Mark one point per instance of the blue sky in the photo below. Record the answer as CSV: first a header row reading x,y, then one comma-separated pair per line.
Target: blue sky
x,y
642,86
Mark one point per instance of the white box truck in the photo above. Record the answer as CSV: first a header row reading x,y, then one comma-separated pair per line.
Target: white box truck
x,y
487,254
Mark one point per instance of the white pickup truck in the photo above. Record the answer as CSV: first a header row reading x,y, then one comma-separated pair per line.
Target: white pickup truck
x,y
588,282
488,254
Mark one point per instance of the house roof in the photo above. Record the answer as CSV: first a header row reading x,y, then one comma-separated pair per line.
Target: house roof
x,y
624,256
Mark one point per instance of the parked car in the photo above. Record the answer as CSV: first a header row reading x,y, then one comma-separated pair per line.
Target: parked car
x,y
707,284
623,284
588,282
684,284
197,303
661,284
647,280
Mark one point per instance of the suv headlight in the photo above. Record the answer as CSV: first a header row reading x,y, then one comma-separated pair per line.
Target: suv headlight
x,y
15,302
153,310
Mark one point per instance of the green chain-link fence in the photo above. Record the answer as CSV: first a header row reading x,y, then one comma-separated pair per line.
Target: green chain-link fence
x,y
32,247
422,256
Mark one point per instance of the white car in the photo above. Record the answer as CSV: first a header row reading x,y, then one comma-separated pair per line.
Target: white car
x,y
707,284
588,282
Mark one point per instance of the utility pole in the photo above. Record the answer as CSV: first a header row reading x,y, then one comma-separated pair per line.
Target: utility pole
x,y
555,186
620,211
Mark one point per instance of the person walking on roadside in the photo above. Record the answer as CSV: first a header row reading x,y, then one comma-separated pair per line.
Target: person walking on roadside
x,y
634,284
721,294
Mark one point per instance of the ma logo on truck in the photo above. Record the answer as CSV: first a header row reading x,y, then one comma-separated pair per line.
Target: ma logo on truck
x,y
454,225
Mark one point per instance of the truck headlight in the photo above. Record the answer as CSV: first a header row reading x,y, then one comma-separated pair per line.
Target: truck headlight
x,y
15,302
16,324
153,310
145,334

REQUIREMENT:
Rewrite the lines of the listing between the line holding "Mark one point per instance of the ma" and the end of the listing, inclusive, with the requests unchanged. Scale every point coordinate in the answers by 2.35, rounding each to a whole number with halves rounded up.

TASK RESPONSE:
Mark one point per instance of the ma logo on truck in the photo above. Record the answer as CSV: first a header row reading x,y, then one comma-separated pair per line.
Target: ma logo on truck
x,y
1067,529
Mark one point per instance of the truck headlight in the photo above. Record the answer as CSV: first a header row reading x,y, then one comma-separated pair per line.
Target: truck headlight
x,y
35,710
38,761
360,729
341,785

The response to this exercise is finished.